Text for analysis:
Indeed, it took one of my students more than 2 years to recognize and then overcome this problem, as partially described in a 2006 Current Biology publication (Long-range directional movement of an interphase chromosome site. Chuang CH, Carpenter AE, Fuchsova B, Johnson T, de Lanerolle P, Belmont AS. Curr Biol. 2006 Apr 18;16(8):825-31. PMID: 16631592 [PubMed – indexed for MEDLINE]).
Briefly, we were looking at the movement of a tagged chromosomal site from the nuclear periphery to the nuclear interior after targeting a transcriptional activator to this site. We discovered this effect based on statistical analysis of fixed cell populations. When we went to the microscope the student spent years trying to visualize the actual motion with no success. To make a long story short, it turned out that a single exposure from our microscope system killed this long-range movement, despite the cells continuing to progress through the cell cycle under the same imaging conditions with hundreds of exposures.

Supplied entries:
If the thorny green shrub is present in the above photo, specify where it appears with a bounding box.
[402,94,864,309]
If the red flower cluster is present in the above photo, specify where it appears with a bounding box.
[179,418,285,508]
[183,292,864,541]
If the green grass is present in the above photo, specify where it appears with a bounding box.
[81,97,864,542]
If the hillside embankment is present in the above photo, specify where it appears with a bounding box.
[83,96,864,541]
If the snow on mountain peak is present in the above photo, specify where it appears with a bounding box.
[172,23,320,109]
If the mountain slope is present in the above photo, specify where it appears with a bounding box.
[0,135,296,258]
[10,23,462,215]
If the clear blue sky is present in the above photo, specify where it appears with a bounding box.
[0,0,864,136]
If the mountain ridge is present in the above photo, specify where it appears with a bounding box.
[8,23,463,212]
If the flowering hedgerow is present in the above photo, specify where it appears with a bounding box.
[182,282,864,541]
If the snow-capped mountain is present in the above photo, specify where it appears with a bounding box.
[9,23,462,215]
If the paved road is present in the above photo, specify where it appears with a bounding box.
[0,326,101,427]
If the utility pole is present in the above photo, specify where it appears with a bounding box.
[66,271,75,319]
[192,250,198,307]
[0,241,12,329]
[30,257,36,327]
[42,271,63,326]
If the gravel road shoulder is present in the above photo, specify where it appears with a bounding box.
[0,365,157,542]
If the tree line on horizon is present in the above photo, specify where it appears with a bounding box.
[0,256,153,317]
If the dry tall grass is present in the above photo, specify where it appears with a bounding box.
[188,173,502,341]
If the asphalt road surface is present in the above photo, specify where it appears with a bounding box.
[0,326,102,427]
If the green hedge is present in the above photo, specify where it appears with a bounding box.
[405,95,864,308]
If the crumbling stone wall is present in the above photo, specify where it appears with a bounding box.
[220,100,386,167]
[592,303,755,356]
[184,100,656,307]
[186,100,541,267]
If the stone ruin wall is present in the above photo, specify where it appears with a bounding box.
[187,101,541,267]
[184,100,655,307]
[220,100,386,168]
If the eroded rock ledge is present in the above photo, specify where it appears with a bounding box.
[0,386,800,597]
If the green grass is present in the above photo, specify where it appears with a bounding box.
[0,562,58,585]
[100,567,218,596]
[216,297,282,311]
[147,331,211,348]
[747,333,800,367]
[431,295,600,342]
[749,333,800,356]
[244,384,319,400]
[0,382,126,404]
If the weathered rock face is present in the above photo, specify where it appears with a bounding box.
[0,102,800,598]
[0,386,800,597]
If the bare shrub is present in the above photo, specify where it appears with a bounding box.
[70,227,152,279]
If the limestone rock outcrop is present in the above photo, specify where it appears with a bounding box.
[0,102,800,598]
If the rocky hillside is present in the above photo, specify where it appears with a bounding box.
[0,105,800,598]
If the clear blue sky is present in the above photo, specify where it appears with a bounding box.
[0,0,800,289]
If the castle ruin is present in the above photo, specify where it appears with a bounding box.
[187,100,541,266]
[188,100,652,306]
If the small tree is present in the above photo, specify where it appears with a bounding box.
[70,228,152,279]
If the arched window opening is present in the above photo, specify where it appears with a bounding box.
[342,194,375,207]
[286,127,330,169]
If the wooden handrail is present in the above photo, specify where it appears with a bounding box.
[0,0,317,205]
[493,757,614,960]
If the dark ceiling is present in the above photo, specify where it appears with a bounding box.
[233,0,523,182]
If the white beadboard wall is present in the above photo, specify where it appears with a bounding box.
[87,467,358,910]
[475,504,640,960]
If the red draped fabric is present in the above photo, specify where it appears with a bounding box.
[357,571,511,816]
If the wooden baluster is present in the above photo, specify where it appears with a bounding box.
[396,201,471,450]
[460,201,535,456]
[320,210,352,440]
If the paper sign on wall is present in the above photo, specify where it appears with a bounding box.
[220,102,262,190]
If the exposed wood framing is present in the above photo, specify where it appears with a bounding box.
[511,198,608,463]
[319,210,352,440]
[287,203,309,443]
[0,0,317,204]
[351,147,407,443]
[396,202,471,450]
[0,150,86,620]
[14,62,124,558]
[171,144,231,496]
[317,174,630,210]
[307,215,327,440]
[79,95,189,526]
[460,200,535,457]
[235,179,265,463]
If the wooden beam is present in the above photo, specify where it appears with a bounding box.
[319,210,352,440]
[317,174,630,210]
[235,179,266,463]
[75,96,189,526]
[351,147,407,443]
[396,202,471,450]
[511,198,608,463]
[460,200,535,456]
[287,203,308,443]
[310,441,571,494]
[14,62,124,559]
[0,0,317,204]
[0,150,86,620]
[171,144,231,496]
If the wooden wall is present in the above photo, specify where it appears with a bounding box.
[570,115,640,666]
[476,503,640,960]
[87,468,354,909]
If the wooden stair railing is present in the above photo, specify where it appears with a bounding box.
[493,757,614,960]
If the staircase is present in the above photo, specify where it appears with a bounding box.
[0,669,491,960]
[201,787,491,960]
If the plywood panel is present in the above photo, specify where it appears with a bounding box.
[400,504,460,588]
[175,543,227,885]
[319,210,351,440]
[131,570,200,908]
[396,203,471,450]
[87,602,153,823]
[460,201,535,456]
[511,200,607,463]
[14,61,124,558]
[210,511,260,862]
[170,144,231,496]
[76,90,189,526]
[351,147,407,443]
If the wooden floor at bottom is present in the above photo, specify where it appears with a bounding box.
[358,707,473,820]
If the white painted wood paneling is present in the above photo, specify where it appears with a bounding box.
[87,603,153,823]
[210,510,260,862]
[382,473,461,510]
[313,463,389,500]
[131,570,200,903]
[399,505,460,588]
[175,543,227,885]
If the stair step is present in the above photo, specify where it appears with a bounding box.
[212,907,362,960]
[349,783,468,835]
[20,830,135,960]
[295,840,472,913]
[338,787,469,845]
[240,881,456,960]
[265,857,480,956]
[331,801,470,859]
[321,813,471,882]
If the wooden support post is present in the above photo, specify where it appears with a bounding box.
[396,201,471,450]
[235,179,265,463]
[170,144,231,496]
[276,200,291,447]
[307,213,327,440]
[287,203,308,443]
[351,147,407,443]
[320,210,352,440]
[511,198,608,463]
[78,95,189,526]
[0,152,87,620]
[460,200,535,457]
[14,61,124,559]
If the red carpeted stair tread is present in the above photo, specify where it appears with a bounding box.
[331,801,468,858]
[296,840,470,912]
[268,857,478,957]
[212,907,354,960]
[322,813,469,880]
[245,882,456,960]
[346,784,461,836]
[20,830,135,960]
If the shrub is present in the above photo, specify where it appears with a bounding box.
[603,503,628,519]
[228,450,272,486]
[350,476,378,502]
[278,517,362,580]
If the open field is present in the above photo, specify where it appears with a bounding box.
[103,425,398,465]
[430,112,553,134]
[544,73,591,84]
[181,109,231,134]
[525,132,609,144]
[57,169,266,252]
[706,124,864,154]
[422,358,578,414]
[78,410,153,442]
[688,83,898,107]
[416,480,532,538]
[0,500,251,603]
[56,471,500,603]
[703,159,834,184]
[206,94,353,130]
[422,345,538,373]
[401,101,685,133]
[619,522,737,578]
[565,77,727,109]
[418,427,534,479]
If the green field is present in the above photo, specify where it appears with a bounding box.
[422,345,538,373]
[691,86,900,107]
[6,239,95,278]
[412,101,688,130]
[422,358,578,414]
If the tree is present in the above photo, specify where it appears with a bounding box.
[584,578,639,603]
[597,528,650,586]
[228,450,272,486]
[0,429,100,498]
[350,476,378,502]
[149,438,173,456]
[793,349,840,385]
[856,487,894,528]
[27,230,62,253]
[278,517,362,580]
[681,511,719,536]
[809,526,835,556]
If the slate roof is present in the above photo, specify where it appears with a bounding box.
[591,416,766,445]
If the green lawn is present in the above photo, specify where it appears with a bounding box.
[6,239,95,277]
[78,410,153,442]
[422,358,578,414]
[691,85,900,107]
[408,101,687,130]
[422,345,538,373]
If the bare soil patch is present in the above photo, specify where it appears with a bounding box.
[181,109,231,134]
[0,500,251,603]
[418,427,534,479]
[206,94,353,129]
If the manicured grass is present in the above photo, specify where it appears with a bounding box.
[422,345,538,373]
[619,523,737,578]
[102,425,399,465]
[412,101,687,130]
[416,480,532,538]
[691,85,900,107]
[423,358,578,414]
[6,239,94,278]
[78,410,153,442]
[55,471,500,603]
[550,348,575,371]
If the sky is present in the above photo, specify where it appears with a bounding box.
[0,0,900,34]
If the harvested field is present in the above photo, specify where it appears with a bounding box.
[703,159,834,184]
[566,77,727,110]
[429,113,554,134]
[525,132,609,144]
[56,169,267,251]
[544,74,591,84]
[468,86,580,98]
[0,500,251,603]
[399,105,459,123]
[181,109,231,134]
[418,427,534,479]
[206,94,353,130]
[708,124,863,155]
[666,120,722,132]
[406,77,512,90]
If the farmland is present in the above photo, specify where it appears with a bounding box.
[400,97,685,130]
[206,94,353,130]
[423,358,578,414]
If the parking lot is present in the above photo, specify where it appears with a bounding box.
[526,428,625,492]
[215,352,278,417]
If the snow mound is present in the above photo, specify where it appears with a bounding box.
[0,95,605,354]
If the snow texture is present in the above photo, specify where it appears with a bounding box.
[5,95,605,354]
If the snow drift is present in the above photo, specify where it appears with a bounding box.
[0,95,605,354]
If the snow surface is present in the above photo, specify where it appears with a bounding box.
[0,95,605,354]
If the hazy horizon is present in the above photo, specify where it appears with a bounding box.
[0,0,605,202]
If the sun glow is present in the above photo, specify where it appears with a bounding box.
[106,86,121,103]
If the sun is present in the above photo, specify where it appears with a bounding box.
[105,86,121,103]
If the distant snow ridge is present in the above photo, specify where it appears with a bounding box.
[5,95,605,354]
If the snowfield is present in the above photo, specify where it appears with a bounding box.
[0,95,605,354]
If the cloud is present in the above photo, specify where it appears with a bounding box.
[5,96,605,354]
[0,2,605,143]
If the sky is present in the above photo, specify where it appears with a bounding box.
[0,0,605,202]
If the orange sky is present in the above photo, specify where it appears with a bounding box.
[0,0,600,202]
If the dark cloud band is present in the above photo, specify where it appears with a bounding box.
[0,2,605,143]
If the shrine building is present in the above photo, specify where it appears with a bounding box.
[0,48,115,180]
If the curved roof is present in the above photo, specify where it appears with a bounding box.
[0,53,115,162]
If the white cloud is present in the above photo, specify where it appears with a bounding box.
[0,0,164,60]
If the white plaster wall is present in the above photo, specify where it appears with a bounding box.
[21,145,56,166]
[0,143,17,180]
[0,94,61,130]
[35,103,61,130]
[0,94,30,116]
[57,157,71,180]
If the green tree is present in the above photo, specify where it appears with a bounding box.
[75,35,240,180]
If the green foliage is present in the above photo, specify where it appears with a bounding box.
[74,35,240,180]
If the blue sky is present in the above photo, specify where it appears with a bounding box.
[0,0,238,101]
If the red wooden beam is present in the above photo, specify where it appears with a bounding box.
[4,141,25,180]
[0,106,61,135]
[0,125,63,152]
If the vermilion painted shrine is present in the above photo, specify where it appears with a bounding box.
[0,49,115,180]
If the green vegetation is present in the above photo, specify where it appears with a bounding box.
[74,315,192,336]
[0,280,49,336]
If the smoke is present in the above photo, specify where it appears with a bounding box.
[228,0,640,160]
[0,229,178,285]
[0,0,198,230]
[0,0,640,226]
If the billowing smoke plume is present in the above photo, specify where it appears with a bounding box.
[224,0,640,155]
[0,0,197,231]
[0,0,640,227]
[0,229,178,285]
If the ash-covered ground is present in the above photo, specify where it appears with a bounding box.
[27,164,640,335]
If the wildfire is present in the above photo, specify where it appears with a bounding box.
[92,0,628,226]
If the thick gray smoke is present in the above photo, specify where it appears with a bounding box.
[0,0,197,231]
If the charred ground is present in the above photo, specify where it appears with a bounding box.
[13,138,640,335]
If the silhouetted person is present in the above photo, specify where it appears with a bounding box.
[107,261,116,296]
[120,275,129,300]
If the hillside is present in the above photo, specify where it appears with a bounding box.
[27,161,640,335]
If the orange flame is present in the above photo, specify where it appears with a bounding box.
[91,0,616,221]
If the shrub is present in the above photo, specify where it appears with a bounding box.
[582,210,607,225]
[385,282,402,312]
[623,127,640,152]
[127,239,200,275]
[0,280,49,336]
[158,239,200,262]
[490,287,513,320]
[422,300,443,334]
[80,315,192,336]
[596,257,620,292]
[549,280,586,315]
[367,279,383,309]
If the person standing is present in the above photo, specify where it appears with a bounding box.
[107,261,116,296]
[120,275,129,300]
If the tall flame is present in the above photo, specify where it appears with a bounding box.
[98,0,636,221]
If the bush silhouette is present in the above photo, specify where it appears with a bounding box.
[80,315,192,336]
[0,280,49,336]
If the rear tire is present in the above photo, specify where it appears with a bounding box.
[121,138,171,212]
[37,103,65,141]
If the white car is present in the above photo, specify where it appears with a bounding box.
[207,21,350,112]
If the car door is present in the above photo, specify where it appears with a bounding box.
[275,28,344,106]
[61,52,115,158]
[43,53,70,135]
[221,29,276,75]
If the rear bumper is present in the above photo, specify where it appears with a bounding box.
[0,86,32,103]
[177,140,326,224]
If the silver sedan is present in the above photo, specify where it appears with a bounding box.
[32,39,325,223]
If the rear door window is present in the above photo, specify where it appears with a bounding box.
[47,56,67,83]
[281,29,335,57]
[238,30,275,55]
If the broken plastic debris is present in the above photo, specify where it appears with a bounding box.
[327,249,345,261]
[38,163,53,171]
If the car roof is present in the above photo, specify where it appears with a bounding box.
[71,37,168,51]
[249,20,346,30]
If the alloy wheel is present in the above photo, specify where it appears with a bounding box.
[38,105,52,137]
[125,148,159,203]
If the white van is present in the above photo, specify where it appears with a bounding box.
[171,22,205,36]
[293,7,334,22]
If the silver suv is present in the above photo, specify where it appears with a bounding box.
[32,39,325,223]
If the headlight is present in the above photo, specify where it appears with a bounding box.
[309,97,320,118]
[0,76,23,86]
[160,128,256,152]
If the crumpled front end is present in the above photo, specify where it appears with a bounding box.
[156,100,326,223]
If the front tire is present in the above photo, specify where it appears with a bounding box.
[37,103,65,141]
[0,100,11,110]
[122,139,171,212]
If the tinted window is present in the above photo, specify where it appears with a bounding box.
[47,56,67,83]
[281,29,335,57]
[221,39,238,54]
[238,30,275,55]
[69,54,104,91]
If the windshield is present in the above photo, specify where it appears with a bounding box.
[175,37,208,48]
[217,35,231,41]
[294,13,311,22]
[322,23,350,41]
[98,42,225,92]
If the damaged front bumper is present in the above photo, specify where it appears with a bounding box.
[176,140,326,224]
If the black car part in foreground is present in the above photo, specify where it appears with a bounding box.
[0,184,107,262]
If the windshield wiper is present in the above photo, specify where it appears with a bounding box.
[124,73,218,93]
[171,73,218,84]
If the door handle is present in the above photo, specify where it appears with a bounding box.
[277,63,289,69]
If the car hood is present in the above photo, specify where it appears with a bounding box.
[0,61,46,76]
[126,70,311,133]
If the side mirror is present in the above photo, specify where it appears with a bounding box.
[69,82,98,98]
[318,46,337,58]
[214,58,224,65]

Directions for this task:
Please say what, according to the passage on chromosome movement, killed the long-range movement of the tagged chromosomal site. The rows aren't needed here.

Output of the task:
A single exposure from the microscope system.